**** Excerpt provided ****
Ashworth says he does not know why the system
met certification requirements but later performed as poorly as
Alitalia officials say it did. "FAA requirements don't look at a
system's longevity and a customer's satisfaction. FAA rules look at
safety," he says.
IFT lands prominent investors and contract
IFT began wooing other airlines with a
second-generation system that included gambling games that could
generate additional revenue.
The company also attracted many prominent
investors and board members. Alexander Haig, the former secretary of
state, was a consultant and a director. John Pritzker, a member of
the family that owns the Hyatt hotel chain, was on the board. James
Wolfensohn, the head of the World Bank, bought shares for his
children. Another shareholder was Orin Kramer, a leading Democratic
Party fundraiser and a friend of then-president Bill Clinton. IFT's
initial public offering of stock was underwritten by D. H. Blair
Investment Banking, which was led by J. Morton Davis, a
well-connected executive who donated to both political parties and
introduced prominent people like Haig and Wolfensohn to IFT.
In May 1996, Swissair agreed to pay about $72
million, plus the cost of installation, upgrades and design
modification, for entertainment systems on 16 McDonnell Douglas
MD-11s and five Boeing 747 jets. Swissair planned on offering lotto,
keno and video slots to passengers on non-U.S. routes, and revenue
would be shared by the airline, IFT and the Swiss international
lottery system.
Three weeks before IFT announced its original
Swissair deal, the company signed a consulting agreement with Haig,
White House chief of staff under President Nixon and President
Reagan's secretary of state. IFT named Haig to its board of
directors and agreed to pay the influential Republican $50,000
annually, plus 1% of gross revenue.
Haig says he called on airlines to buy IFT's
entertainment system but wasn't involved in the Swissair deal. After
the deal was finalized, he says he discussed it with Thomas
Schmidheiny, a close friend and former member of Swissair's board of
directors.
Schmidheiny, one of the world's wealthiest
individuals, says that the IFT deal was brought before the Swissair
board, and it agreed to go ahead with the project.
Karl Laasner, Swissair's head of in-flight
systems, says he recommended IFT's entertainment system to the
airline's top management. When Swissair closed the deal, he bought
2,700 shares of IFT for $30,000, reported FACTS, a major
Swiss magazine. Three or four other Swissair employees also bought
IFT shares, the magazine reported.
IFT contracted Hollingsead International to
install the entertainment systems and oversee FAA certification. Hollingsead, which manufactured and installed racks for avionics
equipment, specialized in installing passenger telephone equipment
and lacked FAA authority to approve major modification work on
airplanes.
The business agreement between the companies
stipulated that Hollingsead would prepare an FAA-required
"electrical load analysis," a spreadsheet calculation that would
determine the entertainment system's additional electrical load on
the aircraft. The agreement also stated that the system wiring's
interface with the plane's power and existing systems would be
determined by Swissair.
Swissair required IFT to pay nearly $600,000 to
SR Technics, a related company that maintained its jets, to ensure
the entertainment system "was properly interfaced with the Swissair
aircraft" and that the system conformed to U.S. and European
government standards.
**** Data listing ****
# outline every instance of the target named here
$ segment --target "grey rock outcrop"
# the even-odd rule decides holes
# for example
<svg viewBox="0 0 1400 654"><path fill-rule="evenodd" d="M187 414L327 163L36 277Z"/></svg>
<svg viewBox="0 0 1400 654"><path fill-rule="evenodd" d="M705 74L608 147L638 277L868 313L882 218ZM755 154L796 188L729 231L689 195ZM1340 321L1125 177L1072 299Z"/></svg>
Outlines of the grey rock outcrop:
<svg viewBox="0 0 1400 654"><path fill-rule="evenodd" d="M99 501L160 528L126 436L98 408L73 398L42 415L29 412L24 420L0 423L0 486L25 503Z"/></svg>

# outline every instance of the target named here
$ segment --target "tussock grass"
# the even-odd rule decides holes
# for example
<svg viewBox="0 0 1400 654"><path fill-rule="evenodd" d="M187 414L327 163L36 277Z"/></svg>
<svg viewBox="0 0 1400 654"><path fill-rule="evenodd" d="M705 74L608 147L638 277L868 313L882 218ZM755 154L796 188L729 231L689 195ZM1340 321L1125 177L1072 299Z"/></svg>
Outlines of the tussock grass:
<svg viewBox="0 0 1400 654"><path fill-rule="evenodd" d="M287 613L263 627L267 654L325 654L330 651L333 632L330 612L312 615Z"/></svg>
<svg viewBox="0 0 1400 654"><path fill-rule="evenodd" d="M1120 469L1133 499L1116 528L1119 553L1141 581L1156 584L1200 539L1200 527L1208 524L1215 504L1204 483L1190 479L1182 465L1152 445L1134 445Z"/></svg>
****
◆ **Problem 1**:
In the excerpt about IFT, what annual payment did IFT agree to give Alexander Haig?
◆ **Problem 2**:
Duplicate everything in the excerpt about IFT from "IFT contracted Hollingsead" down to "determined by Swissair.".
Work only from the excerpt about IFT.

◆ **Full output 1**:
IFT agreed to pay Haig $50,000 annually, plus 1% of gross revenue.

◆ **Full output 2**:
IFT contracted Hollingsead International to
install the entertainment systems and oversee FAA certification. Hollingsead, which manufactured and installed racks for avionics
equipment, specialized in installing passenger telephone equipment
and lacked FAA authority to approve major modification work on
airplanes.
The business agreement between the companies
stipulated that Hollingsead would prepare an FAA-required
"electrical load analysis," a spreadsheet calculation that would
determine the entertainment system's additional electrical load on
the aircraft. The agreement also stated that the system wiring's
interface with the plane's power and existing systems would be
determined by Swissair.